EXTRACT TO READ:
⟨

Nothing says summer vacation like coasting down the road on a bike, chasing butterflies on the way to a friend's house. Or taking off to find the pot of gold at the end of a poststorm rainbow, racing to get there before the colors fade. For a kid, a bike means freedom. But choosing a bike can be overwhelming for parents. What size? Knobby or street tires? Hand or coaster brakes? An inexpensive bike from a big-box merchant or a more expensive model from a specialty store? Here are some suggestions from experts on bicycles and safety, to simplify the process and get your child riding this summer.

Shop smart

Think about where your child will be riding. It can be tough to choose between a bike with gears and hand brakes and one with just one speed and coaster brakes. Some bikes are equipped with both. Jim Strang, owner of Spokes Etc., a bike store in northern Virginia, said parents are often concerned that if a child stops suddenly with hand brakes, he will flip over the handlebars. Kids learn quickly, though, and Strang said parents shouldn't be afraid of hand brakes.

"If the goal is to ride on a bike path with the family, with a little practice, gears are going to be helpful," he said. "But if it's just for riding around the neighborhood, the better option might be to not get gears, because it makes (riding) simpler." The same goes for style of tires. If your child will be on hiking trails or other dirt paths, a knobby tire will give better traction. But if it's mostly neighborhood riding, the standard street tire is fine, Strang said.

Find the right fit. Choose the bike based on your child's size, not age. To check the fit, have her get on the bike. Her knee should be extended about 75 percent of the way when her foot is at the bottom of the pedal stroke, Strang said. "Typically when you have that, the child can't put their feet on the ground," he added. If your child is skittish, you can lower the seat until she becomes more comfortable and then gradually raise it to give her the proper pedal stroke.

Go lightweight. Whether shopping at a specialty store or a big-box merchant, get the lightest bike you can afford, Strang said. Avoid bikes with dual suspension, which can make them heavier. Inexpensive bikes that are not well-made can make riding more difficult and less enjoyable, and turn young riders off from the sport, Strang said. A high-quality used bike is a good alternative if cost is a concern.

⟩

REQUIREMENT A: Transcribe the part of the article on choosing a child's bike that begins at the words "Think about where" and stops after the words "of hand brakes.".

Stored records:
⟨

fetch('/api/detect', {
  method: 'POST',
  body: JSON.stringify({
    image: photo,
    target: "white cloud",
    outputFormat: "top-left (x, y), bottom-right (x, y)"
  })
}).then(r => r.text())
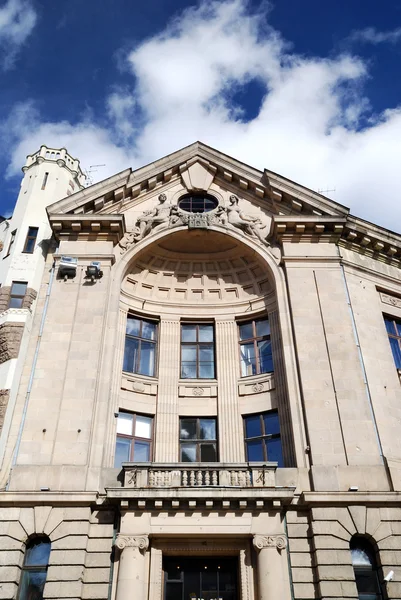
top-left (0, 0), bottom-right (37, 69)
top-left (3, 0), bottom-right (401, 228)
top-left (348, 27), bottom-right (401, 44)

⟩
⟨

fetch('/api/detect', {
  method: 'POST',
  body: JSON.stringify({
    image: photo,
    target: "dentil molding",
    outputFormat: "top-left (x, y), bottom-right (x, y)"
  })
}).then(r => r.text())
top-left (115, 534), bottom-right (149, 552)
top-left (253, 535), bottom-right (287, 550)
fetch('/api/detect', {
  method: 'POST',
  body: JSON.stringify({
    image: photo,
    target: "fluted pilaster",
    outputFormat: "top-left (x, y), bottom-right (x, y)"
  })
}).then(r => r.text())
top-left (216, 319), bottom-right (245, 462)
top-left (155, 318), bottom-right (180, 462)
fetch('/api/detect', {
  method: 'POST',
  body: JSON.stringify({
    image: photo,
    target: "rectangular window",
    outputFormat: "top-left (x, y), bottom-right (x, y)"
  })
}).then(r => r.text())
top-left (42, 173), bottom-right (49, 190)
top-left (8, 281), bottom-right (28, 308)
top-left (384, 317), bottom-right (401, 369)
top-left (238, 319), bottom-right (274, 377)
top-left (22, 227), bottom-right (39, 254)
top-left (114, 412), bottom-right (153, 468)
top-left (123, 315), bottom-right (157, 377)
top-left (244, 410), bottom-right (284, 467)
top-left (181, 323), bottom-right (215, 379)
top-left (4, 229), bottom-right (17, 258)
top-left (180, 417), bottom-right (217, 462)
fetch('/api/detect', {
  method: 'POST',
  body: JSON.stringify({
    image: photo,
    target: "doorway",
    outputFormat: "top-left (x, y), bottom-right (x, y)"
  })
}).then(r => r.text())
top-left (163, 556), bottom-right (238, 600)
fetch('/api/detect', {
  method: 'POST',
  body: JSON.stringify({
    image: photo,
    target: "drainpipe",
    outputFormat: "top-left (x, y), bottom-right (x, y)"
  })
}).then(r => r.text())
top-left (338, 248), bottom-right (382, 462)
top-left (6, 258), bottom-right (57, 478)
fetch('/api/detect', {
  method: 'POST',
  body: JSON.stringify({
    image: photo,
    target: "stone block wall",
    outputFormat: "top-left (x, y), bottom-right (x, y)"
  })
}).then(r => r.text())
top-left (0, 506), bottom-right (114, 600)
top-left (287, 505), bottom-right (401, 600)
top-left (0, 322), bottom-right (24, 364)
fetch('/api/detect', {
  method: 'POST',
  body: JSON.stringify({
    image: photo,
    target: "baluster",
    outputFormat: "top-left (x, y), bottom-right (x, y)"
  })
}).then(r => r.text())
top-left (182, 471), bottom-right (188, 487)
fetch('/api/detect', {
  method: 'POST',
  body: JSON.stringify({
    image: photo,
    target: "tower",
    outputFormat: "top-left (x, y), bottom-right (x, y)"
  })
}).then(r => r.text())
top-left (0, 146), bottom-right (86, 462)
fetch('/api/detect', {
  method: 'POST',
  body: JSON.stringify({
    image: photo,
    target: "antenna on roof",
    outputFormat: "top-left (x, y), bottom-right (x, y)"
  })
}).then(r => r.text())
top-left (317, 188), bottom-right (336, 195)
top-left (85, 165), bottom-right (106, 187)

⟩
⟨

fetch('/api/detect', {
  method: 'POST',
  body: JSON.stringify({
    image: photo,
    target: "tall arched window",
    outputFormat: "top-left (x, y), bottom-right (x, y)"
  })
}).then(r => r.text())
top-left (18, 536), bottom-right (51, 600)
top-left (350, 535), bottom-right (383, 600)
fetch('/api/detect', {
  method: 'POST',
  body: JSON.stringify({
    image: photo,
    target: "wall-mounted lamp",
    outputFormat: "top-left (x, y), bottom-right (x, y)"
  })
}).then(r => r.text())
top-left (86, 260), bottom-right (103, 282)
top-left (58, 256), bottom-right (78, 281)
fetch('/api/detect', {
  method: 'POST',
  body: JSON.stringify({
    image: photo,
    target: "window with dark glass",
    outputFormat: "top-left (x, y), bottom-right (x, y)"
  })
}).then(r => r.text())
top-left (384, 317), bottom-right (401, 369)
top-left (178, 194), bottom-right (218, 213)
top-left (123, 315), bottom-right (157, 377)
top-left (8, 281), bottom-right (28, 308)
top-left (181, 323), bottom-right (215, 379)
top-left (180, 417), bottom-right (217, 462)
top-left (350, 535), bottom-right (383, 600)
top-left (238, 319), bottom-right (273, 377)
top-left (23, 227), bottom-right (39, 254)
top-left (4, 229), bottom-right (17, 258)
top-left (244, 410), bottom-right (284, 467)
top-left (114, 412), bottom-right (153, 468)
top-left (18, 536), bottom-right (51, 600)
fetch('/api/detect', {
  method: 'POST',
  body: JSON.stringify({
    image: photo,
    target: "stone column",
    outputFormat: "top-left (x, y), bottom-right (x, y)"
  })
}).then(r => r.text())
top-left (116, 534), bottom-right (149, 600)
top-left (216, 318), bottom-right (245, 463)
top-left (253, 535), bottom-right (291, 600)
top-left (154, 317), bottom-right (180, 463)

⟩

REQUIREMENT B: Pick out every line of the records that contains the string "stone". Case counts.

COMPLETE RESPONSE A:
Think about where your child will be riding. It can be tough to choose between a bike with gears and hand brakes and one with just one speed and coaster brakes. Some bikes are equipped with both. Jim Strang, owner of Spokes Etc., a bike store in northern Virginia, said parents are often concerned that if a child stops suddenly with hand brakes, he will flip over the handlebars. Kids learn quickly, though, and Strang said parents shouldn't be afraid of hand brakes.

COMPLETE RESPONSE B:
    target: "stone block wall",
    target: "stone column",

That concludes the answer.